Qué hacer:
- 1) Según el texto sobre el papa Francisco, ¿cuántos años han pasado desde la elección del papa argentino?
- 2) Retoma el texto sobre el papa Francisco y prosíguelo a partir de su última oración.

JOSEP LLUÍS BURGUERA
Nunca como en estos tiempos de agresividad verbal e ideológica se había atacado con tanta dureza y a cara descubierta al papa de Roma. Me refiero a los últimos cincuenta años, desde Juan XXIII hasta el papa actual, porque en épocas anteriores, algunos papas sin duda habrán sufrido críticas acerbas y hasta persecuciones, destierros y martirios, pero eran otros siglos.
El papa Francisco, ese porteño llegado a la cátedra de san Pedro a través de un largo camino de maduración, tras la histórica renuncia de Benedicto XVI, empezó su pontificado pidiendo a la muchedumbre de plaza san Pedro que rezaran por él porque era consciente de su debilidad y su pecado. Y algunos tomaron buena nota solo de la segunda parte.
Han pasado 9 años desde la elección del papa argentino y las críticas a no pocos aspectos de su pontificado se han multiplicado y divulgado a los cuatro vientos: que si Francisco ha convertido la Iglesia en una especie de ONG que no predica a Jesucristo, que si ha apostado por una especie de ecologismo cristiano teñido de un inconfesable panteísmo, que si está socavando los fundamentos del matrimonio cristiano o de la sociedad de mercado, acercándose peligrosamente a posiciones sociales colectivistas, populistas o incluso filocomunistas, que sí…
Se ha hecho habitual en ciertos foros, tertulias televisivas y declaraciones públicas referirse al papa Francisco como “Ciudadano Bergoglio”, como si estuvieran aún vigentes las fórmulas de tratamiento “Camarada Gorbachov” o “Compañero Felipe”. Pero lo más curioso del caso es que este tipo de apelativo aplicado al papa actual suele ser empleado desde sectores intraeclesiales “ultracatólicos”, utilizando la terminología vigente en los medios.

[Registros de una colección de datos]
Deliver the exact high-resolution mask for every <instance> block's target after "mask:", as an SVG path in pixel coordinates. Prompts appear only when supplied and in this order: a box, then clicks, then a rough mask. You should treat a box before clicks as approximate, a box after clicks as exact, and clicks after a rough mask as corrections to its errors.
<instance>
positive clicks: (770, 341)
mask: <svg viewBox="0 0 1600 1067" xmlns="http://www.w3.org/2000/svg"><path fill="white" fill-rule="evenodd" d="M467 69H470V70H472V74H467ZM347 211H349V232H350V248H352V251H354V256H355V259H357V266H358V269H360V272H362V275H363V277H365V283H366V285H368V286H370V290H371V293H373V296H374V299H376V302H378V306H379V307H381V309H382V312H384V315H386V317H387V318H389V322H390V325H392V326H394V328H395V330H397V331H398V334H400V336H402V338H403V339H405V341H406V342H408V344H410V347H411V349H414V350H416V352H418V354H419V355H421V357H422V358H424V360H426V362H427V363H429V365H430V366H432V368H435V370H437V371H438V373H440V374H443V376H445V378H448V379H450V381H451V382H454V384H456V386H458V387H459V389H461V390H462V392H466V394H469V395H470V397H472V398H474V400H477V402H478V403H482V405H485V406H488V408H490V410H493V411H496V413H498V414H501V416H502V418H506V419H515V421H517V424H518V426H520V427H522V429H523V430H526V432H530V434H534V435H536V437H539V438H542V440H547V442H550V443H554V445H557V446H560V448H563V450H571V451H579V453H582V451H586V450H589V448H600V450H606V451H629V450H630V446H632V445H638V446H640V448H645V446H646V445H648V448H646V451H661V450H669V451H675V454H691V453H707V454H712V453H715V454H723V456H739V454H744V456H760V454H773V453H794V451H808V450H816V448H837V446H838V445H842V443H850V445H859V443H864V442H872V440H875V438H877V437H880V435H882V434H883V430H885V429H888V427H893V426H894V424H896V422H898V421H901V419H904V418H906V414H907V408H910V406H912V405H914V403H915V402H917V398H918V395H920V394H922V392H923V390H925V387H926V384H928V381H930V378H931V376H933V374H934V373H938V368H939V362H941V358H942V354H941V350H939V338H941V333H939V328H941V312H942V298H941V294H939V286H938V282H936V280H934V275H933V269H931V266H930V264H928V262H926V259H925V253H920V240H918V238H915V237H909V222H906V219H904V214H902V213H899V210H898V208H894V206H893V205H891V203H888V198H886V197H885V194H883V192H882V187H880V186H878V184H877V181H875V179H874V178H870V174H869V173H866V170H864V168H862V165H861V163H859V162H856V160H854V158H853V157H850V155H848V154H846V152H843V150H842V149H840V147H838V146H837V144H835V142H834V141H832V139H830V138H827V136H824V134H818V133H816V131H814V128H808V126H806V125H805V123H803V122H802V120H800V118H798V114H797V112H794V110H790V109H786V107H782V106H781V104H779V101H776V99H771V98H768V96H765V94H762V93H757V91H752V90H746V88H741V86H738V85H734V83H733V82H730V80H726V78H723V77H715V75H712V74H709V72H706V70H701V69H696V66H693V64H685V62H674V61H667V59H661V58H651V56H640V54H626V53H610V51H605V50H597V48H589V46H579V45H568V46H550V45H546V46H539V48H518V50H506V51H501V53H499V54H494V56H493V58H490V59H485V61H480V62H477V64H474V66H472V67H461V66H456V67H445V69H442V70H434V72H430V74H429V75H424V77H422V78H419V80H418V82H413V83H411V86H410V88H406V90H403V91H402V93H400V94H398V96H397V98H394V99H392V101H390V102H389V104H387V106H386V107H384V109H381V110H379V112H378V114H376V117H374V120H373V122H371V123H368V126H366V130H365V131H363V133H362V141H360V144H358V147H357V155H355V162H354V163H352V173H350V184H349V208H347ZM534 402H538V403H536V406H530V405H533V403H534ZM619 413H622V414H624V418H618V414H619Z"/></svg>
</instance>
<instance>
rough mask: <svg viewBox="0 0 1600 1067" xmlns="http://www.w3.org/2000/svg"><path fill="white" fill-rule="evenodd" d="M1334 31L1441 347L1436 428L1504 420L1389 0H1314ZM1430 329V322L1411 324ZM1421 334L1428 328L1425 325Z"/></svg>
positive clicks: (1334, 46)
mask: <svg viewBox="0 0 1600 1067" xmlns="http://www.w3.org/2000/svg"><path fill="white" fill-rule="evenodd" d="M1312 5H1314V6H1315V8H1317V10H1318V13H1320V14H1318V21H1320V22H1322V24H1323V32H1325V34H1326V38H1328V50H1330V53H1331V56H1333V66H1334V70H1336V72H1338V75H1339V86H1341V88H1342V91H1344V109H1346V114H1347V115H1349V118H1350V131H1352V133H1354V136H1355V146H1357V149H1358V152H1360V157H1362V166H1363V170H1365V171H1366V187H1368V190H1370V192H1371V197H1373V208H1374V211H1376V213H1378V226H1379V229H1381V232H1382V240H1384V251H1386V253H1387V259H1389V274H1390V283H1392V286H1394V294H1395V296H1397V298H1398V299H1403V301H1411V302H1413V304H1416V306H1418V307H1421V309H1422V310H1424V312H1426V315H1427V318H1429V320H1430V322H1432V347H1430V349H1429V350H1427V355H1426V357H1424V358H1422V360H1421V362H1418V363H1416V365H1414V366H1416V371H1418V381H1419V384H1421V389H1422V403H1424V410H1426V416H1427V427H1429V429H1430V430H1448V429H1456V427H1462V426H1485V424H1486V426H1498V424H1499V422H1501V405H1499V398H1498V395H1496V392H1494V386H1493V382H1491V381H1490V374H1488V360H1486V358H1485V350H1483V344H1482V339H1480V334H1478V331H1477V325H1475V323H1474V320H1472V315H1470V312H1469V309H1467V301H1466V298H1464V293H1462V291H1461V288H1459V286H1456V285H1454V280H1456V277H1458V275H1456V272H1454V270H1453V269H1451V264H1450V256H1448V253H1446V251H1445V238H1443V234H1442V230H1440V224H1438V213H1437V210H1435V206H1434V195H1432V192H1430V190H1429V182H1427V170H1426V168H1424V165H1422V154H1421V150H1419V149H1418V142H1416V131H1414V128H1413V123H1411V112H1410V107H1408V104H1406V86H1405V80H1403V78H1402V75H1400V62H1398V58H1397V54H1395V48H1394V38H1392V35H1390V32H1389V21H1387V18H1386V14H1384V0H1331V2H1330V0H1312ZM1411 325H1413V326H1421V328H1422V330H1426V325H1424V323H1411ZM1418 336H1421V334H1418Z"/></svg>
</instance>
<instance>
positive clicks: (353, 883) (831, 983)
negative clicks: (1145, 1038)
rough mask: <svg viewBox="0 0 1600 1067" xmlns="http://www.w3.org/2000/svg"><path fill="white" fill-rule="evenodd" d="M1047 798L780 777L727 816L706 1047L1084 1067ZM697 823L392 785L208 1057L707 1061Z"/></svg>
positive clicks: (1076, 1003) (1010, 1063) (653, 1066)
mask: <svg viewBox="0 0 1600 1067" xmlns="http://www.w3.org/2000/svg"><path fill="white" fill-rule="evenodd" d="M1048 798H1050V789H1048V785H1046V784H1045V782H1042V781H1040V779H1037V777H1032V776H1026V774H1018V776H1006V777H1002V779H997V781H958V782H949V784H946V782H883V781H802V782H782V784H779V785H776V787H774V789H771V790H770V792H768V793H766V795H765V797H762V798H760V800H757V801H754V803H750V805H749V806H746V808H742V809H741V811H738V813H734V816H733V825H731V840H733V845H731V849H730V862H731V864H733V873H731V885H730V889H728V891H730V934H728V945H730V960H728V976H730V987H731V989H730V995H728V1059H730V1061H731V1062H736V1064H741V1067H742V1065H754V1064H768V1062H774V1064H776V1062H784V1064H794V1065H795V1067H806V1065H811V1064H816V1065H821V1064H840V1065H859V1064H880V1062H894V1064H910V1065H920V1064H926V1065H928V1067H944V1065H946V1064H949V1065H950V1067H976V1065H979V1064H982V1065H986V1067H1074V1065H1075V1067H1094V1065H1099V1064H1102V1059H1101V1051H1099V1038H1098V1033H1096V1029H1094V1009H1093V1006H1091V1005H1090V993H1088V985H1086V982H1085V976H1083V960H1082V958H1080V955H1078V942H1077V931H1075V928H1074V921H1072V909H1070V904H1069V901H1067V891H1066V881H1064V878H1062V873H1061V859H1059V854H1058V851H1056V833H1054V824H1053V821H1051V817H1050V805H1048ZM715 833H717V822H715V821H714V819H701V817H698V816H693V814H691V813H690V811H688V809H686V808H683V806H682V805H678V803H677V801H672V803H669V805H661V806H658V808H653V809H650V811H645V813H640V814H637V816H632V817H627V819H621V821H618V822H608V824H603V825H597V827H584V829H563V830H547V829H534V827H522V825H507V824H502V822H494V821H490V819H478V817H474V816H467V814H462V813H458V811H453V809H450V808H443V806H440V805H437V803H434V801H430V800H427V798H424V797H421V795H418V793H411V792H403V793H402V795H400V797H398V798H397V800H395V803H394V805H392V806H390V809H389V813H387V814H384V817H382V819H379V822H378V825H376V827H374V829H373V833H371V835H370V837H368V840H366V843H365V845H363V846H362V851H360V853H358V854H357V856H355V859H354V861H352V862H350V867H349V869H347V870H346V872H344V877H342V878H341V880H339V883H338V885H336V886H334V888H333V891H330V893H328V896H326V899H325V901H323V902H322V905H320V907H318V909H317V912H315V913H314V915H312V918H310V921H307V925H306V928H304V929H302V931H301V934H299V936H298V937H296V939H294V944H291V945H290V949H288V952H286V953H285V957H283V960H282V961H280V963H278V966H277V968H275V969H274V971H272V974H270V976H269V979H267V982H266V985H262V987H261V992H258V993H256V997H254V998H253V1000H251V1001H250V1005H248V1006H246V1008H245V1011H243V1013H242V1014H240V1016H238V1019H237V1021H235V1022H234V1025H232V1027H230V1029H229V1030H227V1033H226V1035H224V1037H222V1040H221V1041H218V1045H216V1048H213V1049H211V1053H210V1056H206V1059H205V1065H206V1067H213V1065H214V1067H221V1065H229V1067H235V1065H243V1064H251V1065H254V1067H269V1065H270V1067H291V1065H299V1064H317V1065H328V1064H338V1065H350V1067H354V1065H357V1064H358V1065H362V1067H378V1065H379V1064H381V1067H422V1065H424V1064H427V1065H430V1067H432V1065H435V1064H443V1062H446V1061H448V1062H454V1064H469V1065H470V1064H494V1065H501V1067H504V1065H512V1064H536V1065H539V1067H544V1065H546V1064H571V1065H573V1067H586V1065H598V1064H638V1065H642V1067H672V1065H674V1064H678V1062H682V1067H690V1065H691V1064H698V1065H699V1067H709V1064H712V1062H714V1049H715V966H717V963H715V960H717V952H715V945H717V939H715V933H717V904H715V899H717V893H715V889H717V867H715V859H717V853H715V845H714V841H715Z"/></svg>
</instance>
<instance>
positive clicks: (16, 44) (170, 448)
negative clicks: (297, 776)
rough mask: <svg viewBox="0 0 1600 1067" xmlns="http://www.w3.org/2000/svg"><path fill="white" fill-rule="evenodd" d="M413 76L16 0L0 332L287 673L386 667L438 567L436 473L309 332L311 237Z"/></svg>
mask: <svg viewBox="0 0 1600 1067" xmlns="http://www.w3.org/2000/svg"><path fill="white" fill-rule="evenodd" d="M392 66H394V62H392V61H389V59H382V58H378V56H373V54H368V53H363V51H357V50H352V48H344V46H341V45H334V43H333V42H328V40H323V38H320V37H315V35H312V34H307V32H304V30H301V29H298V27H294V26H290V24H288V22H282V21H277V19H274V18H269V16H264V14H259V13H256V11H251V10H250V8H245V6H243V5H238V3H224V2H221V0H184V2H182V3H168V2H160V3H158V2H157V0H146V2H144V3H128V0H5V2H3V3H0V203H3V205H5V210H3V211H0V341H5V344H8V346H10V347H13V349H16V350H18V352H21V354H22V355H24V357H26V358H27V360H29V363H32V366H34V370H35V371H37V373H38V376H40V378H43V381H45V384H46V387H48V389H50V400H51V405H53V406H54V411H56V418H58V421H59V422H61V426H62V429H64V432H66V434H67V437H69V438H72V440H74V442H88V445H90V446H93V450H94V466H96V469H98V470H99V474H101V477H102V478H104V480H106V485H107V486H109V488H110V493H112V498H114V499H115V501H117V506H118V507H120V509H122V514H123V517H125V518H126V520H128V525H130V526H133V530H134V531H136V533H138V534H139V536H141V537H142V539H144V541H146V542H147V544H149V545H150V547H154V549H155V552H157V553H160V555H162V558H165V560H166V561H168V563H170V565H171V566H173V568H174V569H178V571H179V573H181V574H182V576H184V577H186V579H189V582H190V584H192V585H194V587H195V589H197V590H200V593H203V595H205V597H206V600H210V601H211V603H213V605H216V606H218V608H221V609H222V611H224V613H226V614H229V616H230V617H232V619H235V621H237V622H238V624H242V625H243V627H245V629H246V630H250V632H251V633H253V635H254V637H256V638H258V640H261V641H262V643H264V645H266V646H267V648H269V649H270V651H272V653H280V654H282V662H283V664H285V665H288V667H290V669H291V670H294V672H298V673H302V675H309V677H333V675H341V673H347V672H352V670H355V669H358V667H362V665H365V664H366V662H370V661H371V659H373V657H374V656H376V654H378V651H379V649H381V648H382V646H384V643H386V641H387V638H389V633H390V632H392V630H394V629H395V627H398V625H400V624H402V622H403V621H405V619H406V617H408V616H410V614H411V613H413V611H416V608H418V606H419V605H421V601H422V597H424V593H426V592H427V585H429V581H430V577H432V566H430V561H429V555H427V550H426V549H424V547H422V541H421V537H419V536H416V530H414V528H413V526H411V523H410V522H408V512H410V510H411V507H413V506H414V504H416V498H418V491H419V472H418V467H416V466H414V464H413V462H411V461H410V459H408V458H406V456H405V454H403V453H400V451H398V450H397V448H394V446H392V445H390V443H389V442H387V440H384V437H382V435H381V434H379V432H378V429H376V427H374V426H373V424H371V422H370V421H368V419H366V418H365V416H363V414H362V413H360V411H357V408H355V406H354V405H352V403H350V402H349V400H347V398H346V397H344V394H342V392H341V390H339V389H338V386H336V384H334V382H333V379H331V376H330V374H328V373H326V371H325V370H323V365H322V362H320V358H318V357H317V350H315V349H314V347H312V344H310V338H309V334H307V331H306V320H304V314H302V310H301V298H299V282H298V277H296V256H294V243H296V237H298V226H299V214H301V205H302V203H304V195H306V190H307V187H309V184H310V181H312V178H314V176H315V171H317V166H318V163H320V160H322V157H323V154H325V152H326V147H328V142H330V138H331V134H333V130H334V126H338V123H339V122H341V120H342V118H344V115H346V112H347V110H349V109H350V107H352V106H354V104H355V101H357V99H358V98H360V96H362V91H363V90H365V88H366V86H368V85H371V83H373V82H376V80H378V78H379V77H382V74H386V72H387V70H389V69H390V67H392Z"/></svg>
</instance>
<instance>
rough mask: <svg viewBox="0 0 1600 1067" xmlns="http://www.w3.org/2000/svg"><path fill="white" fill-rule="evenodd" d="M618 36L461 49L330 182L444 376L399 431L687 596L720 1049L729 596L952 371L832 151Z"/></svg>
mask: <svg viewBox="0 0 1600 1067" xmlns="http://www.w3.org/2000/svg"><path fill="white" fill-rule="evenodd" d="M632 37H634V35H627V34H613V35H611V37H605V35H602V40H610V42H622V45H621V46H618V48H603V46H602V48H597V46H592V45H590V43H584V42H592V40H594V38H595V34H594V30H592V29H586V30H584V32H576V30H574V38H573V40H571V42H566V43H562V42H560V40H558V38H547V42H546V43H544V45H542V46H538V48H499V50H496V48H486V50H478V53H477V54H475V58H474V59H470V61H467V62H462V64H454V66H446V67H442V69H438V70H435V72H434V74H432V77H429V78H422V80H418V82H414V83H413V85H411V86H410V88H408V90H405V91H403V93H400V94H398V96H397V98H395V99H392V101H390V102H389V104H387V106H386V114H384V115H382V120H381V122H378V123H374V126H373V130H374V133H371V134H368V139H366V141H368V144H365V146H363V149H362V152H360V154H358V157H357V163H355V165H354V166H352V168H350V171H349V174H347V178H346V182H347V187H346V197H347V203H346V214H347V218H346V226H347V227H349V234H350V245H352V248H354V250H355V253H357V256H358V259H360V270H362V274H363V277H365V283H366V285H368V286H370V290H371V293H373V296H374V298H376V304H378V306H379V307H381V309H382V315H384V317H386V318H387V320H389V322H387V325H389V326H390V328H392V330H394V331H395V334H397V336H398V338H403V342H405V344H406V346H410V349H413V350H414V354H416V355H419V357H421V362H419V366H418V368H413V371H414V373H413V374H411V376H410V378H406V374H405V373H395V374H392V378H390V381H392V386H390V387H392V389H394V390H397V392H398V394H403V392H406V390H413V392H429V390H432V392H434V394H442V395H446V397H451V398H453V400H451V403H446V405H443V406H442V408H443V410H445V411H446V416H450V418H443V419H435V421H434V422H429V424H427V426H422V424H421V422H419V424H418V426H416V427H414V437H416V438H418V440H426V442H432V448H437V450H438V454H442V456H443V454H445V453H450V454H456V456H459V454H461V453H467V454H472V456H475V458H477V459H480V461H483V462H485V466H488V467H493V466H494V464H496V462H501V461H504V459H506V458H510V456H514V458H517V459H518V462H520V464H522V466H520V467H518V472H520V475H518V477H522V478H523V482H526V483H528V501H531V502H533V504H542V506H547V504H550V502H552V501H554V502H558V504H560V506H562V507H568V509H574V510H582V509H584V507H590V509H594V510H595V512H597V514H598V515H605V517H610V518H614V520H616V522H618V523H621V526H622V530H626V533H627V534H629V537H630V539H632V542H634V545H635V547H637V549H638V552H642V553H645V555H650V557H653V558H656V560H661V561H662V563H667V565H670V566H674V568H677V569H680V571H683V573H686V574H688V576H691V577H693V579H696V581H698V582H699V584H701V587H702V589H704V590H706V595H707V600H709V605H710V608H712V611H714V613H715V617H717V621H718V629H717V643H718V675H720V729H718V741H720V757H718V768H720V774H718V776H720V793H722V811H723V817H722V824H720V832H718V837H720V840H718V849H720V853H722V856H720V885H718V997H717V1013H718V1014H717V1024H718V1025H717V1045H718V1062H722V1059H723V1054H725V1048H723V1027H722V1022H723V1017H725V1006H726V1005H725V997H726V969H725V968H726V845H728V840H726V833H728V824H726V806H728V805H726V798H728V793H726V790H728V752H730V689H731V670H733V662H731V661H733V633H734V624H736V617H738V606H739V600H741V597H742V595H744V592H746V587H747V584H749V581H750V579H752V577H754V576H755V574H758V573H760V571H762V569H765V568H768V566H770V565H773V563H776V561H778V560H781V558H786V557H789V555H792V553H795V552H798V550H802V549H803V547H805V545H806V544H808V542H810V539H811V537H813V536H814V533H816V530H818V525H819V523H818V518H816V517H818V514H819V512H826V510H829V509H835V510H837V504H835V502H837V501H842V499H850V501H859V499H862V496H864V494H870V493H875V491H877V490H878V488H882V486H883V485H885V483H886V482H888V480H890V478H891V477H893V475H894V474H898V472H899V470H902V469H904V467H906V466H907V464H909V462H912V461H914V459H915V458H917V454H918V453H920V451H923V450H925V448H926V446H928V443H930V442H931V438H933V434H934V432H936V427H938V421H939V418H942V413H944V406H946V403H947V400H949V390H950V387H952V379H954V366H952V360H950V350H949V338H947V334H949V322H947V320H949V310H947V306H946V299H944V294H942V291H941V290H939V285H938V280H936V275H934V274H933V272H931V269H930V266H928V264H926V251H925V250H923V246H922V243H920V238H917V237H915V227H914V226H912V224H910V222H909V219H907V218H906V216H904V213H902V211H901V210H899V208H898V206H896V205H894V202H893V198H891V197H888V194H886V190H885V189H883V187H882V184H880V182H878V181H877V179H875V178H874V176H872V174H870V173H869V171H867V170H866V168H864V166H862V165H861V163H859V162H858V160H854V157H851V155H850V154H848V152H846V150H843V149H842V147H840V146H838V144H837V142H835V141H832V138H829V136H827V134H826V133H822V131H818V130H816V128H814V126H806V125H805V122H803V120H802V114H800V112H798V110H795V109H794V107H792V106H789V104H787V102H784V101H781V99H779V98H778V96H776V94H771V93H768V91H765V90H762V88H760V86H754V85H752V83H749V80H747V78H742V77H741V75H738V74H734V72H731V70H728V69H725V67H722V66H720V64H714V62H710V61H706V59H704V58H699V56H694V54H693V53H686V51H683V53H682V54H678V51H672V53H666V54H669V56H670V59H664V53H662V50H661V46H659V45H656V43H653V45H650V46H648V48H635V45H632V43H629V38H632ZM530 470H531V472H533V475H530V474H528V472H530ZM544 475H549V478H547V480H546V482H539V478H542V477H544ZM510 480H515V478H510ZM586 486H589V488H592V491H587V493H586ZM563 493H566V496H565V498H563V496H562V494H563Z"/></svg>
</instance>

Respuestas del ejercicio:
- 1) Han pasado 9 años.

- 2)
Unas búsquedas en YouTube o Twitter nos mostrarían con facilidad a tertulianos sabelotodo vociferando contra el papa argentino en especial por sus posiciones sociales con sus críticas a la injusta sociedad neoliberal y su defensa acérrima de los descartados por el sistema. No pocos de ellos gustan de utilizar el dichoso apelativo: “Ciudadano Bergoglio”, también entre ciertos políticos reclamadores de las esencias patrias y del legado católico de nuestra historia.
Y tampoco faltan los católicos a machamartillo que en nombre de no se sabe qué integridad de la fe y costumbres descalifican a Francisco con una crítica feroz en la que nunca se argumenta desde el Evangelio y la persona de Jesús, sino desde la doctrina y desde diversas citas del magisterio papal anterior, en muchas ocasiones sacadas de contexto y sin tener en cuenta la lógica evolución de los tiempos, la Iglesia misma y la sociedad en general.
Jesús fue atacado durante su vida pública porque mostró una verdad creíble y deseable, fue coherente con ella y la anunció a todos, en especial a los pobres y marginados. Algo así podemos ver que se cumple hoy en Francisco: un papa al que se le entiende -en ocasiones demasiado bien- y que resulta incómodo porque viaja a visitar pastoralmente periferias y minorías, dialoga con tirios y troyanos, tiende puentes y anuncia al Dios de Jesús que es ante todo misericordia y perdón y no tanto rey de reyes.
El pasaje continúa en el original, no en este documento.